KUTIPAN SUMBER:
########################################

Bagian yang pertama ditulis oleh W. C. Smith, menggunakan pemahaman tentang penyembahan berhala yang telah lama dipegang dalam tradisi agama untuk mengungkapkan alasan mengapa kekristenan membutuhkan sikap baru terhadap kepercayaan - kepercayaan lain. Lebih lanjut ia menegaskan bahwa penyembahan berhala tidak menggambarkan agama - agama lain, tetapi juga agama Kristen telah menjadi berhala bagi para pemeluknya. Orang Kristen telah menyerah pada pencobaan untuk menyamakan agama mereka dengan Allah, dengan memutlakkannya dan membuatnya final. Padahal menurutnya bahwa semua agama mempunyai suatu pengalaman akan Allah yang transeden sebagai intinya; bahwa apakah kita berbicara tentang patung - patung yang dibuat dari kayu atau batu atau khayalan yang dilihat dalam pikiran, atau bahkan citra manusia seperti Yesus, semuanya secara sama merupakan sarana - sarana yang dipakai oleh yang transeden untuk membuat dirinya hadir bagi kita manusia.
Untuk mengklaim keunikan bagi satu bentuk khusus tentang kontak yang transeden ini adalah tidak masuk akal, tetapi juga merupakan penghujatan. Lebih gampang menerima kebenaran - kebenaran yang secara indah dinyatakan dalam Bhagavad Gita dan teologi Ramanuja, bahwa Allah adalah sedemikan pemurah sehingga ia menerima setiap orang yang menyembah apapun bentuknya, yang melaluinya persembahan atau ibadah itu disampaikan. Oleh sebab itu menurut Smith, klaim apa saja untuk keunikan yang dibuat untuk satu konsep tentang yang transeden, contohnya klaim orang Kristen bahwa yang transeden hadir dalam kepenuhannya dalam Yesus harus dianggap sama sekali tidak diterima. Betapa absurdnya, kata Cantwell Smith, untuk percaya dalam Yesus, Allah secara pribadi hadir. Ia hadir dimana - mana seperti musik Bach dalam ekaristi.

########################################

CUPLIKAN DATA:
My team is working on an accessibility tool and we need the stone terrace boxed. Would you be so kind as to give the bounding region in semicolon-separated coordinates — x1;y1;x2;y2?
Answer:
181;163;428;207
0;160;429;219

########################################

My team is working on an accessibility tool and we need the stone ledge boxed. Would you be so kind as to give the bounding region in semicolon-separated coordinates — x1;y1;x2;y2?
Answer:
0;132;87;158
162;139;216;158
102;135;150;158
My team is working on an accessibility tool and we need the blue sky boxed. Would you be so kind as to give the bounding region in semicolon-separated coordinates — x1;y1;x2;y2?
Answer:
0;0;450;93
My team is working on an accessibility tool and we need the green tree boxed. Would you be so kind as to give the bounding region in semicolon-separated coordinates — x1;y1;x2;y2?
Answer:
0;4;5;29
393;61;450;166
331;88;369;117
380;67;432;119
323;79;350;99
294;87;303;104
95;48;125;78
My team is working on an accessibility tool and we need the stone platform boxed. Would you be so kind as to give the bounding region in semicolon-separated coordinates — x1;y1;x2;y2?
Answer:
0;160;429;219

########################################

URAIAN TUGAS:
Gantilah "Bhagavad Gita" dengan "Upanishad", kemudian tuliskan kembali seluruh bagian kutipan tentang penyembahan berhala mulai dari "Untuk mengklaim keunikan" sampai dengan "Bach dalam ekaristi.".

JAWABAN DI BAWAH:
Untuk mengklaim keunikan bagi satu bentuk khusus tentang kontak yang transeden ini adalah tidak masuk akal, tetapi juga merupakan penghujatan. Lebih gampang menerima kebenaran - kebenaran yang secara indah dinyatakan dalam Upanishad dan teologi Ramanuja, bahwa Allah adalah sedemikan pemurah sehingga ia menerima setiap orang yang menyembah apapun bentuknya, yang melaluinya persembahan atau ibadah itu disampaikan. Oleh sebab itu menurut Smith, klaim apa saja untuk keunikan yang dibuat untuk satu konsep tentang yang transeden, contohnya klaim orang Kristen bahwa yang transeden hadir dalam kepenuhannya dalam Yesus harus dianggap sama sekali tidak diterima. Betapa absurdnya, kata Cantwell Smith, untuk percaya dalam Yesus, Allah secara pribadi hadir. Ia hadir dimana - mana seperti musik Bach dalam ekaristi.